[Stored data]
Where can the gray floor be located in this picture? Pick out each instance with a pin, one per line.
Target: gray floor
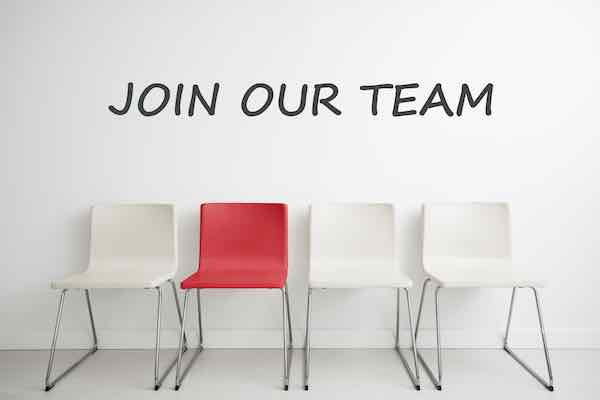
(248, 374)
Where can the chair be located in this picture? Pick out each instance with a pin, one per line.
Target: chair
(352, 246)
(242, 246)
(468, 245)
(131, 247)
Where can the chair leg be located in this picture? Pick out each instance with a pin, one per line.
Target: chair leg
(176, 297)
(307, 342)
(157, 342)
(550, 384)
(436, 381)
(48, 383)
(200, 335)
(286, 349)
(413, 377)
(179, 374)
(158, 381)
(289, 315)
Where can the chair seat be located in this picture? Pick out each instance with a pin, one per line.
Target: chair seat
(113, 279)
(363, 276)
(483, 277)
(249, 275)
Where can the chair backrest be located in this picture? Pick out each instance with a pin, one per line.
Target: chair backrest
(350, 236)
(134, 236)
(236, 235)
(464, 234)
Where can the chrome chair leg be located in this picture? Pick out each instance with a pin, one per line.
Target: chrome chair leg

• WHAT IS NEEDED:
Work out the number of lines in the records that contain the string "located". Nothing but that number should be sent back.

• REPLY:
6